── Extracted records

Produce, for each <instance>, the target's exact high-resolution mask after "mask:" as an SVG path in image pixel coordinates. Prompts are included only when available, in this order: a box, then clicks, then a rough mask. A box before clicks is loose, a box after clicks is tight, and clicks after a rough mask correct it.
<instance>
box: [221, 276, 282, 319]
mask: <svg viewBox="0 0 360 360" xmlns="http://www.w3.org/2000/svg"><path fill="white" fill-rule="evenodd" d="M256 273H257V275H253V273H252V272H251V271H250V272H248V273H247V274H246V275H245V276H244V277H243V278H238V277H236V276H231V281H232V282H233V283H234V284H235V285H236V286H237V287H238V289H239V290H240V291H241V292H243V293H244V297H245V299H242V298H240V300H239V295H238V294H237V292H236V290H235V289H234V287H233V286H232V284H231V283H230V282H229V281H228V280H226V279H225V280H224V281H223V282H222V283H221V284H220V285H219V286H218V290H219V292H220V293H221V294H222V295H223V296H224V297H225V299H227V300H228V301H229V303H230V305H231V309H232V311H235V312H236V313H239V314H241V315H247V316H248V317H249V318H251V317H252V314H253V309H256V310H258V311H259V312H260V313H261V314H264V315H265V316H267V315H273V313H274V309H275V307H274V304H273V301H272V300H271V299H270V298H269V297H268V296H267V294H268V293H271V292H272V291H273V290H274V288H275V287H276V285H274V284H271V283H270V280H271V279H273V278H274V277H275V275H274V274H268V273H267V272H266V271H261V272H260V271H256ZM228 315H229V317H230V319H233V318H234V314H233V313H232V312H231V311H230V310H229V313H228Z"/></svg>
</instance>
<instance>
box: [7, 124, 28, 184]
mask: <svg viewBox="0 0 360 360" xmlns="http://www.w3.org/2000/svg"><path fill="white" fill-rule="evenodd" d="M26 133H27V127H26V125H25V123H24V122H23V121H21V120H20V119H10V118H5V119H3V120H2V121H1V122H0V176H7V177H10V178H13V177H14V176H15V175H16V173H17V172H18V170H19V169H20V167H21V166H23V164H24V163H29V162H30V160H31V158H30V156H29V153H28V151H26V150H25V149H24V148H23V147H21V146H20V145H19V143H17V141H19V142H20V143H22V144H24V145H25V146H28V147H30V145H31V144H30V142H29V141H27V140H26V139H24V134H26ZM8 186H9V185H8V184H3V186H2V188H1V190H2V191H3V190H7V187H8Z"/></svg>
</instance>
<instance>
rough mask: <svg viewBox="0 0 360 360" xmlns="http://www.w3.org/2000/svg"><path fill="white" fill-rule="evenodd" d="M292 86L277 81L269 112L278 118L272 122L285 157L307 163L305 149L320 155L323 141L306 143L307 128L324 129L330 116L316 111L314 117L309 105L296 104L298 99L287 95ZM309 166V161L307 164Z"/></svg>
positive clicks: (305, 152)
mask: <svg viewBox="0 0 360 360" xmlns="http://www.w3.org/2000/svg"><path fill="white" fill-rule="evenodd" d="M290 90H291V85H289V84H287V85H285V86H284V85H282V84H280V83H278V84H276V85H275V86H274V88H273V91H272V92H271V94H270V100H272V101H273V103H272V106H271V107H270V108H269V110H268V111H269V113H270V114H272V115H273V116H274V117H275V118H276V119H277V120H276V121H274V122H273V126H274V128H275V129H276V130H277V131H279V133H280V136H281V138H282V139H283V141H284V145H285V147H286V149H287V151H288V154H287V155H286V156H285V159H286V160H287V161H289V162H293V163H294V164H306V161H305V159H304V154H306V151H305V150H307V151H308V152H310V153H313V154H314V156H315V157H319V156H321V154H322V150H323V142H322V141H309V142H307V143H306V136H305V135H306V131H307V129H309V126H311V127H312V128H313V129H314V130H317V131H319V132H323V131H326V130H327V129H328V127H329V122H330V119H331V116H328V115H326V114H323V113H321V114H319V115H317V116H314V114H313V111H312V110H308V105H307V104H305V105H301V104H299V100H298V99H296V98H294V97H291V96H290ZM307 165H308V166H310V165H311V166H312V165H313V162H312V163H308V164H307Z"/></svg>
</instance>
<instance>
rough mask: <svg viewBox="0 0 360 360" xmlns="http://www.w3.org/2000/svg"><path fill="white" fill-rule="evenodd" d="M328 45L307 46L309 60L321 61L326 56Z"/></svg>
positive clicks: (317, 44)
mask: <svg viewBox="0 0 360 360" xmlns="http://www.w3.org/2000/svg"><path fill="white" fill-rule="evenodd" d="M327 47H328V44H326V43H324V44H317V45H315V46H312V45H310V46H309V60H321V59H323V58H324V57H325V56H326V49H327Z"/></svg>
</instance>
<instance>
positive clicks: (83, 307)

────

The records above are to be duplicated exactly, every one of them.

Produce, for each <instance>, the target's exact high-resolution mask after "mask:" as an SVG path in image pixel coordinates. Prompts are included only when available, in this order: a box, then clicks, then a rough mask. A box before clicks is loose, a box after clicks is tight, and clicks after a rough mask correct it.
<instance>
box: [221, 276, 282, 319]
mask: <svg viewBox="0 0 360 360" xmlns="http://www.w3.org/2000/svg"><path fill="white" fill-rule="evenodd" d="M256 273H257V275H253V273H252V272H251V271H250V272H248V273H247V274H246V275H245V276H244V277H243V278H238V277H236V276H231V281H232V282H233V283H234V284H235V285H236V286H237V287H238V289H239V290H240V291H241V292H243V293H244V297H245V299H242V298H240V300H239V295H238V294H237V292H236V290H235V289H234V287H233V286H232V284H231V283H230V282H229V281H228V280H226V279H225V280H224V281H223V282H222V283H221V284H220V285H219V286H218V290H219V292H220V293H221V294H222V295H223V296H224V297H225V299H227V300H228V301H229V303H230V305H231V309H232V311H235V312H236V313H239V314H241V315H247V316H248V317H249V318H251V317H252V314H253V309H256V310H258V311H259V312H260V313H261V314H264V315H265V316H267V315H273V313H274V309H275V307H274V304H273V301H272V300H271V299H270V298H269V297H268V296H267V294H268V293H271V292H272V291H273V290H274V288H275V287H276V285H274V284H271V283H270V280H271V279H273V278H274V277H275V275H274V274H268V273H267V272H266V271H261V272H260V271H256ZM228 315H229V317H230V319H233V318H234V314H233V313H232V312H231V311H230V310H229V313H228Z"/></svg>
</instance>
<instance>
box: [7, 124, 28, 184]
mask: <svg viewBox="0 0 360 360" xmlns="http://www.w3.org/2000/svg"><path fill="white" fill-rule="evenodd" d="M26 133H27V127H26V125H25V123H24V122H23V121H21V120H20V119H10V118H5V119H3V120H2V121H1V122H0V176H7V177H10V178H13V177H14V176H15V175H16V173H17V172H18V170H19V169H20V167H21V166H23V164H24V163H29V162H30V160H31V158H30V156H29V153H28V151H26V150H25V149H24V148H23V147H21V146H20V145H19V143H17V141H19V142H20V143H22V144H24V145H25V146H28V147H30V145H31V144H30V142H29V141H27V140H26V139H24V134H26ZM8 186H9V185H8V184H3V186H2V188H1V190H2V191H3V190H7V187H8Z"/></svg>
</instance>
<instance>
rough mask: <svg viewBox="0 0 360 360" xmlns="http://www.w3.org/2000/svg"><path fill="white" fill-rule="evenodd" d="M292 86L277 81L269 112L278 118L272 122L285 157L307 163L305 149L320 155L323 141L306 143L307 128L324 129L330 116L316 111L314 117L309 105L296 104L298 99L287 95ZM309 166V161L307 164Z"/></svg>
positive clicks: (305, 152)
mask: <svg viewBox="0 0 360 360" xmlns="http://www.w3.org/2000/svg"><path fill="white" fill-rule="evenodd" d="M290 90H291V85H289V84H287V85H285V86H284V85H282V84H280V83H278V84H276V85H275V86H274V88H273V91H272V92H271V94H270V100H272V101H273V103H272V106H271V107H270V108H269V110H268V111H269V113H270V114H272V115H273V116H274V117H275V118H276V119H277V120H276V121H274V122H273V126H274V128H275V129H276V130H277V131H279V133H280V136H281V138H282V139H283V141H284V145H285V147H286V149H287V151H288V154H287V155H286V156H285V159H286V160H287V161H289V162H293V163H294V164H306V161H305V159H304V154H306V151H305V150H307V151H308V152H310V153H313V154H314V156H315V157H319V156H321V154H322V150H323V142H322V141H309V142H307V143H306V136H305V135H306V131H307V129H309V126H311V127H312V128H313V129H314V130H317V131H319V132H323V131H326V130H327V129H328V127H329V122H330V119H331V116H328V115H326V114H323V113H321V114H319V115H317V116H314V114H313V111H312V110H308V105H307V104H305V105H301V104H299V100H298V99H296V98H294V97H291V96H290ZM307 165H308V166H310V165H311V166H312V165H313V162H312V163H308V164H307Z"/></svg>
</instance>
<instance>
rough mask: <svg viewBox="0 0 360 360" xmlns="http://www.w3.org/2000/svg"><path fill="white" fill-rule="evenodd" d="M328 45L307 46L309 60L321 61L326 56Z"/></svg>
positive clicks: (317, 44)
mask: <svg viewBox="0 0 360 360" xmlns="http://www.w3.org/2000/svg"><path fill="white" fill-rule="evenodd" d="M327 47H328V44H326V43H324V44H317V45H315V46H312V45H310V46H309V60H321V59H323V58H324V57H325V56H326V49H327Z"/></svg>
</instance>
<instance>
positive clicks: (83, 307)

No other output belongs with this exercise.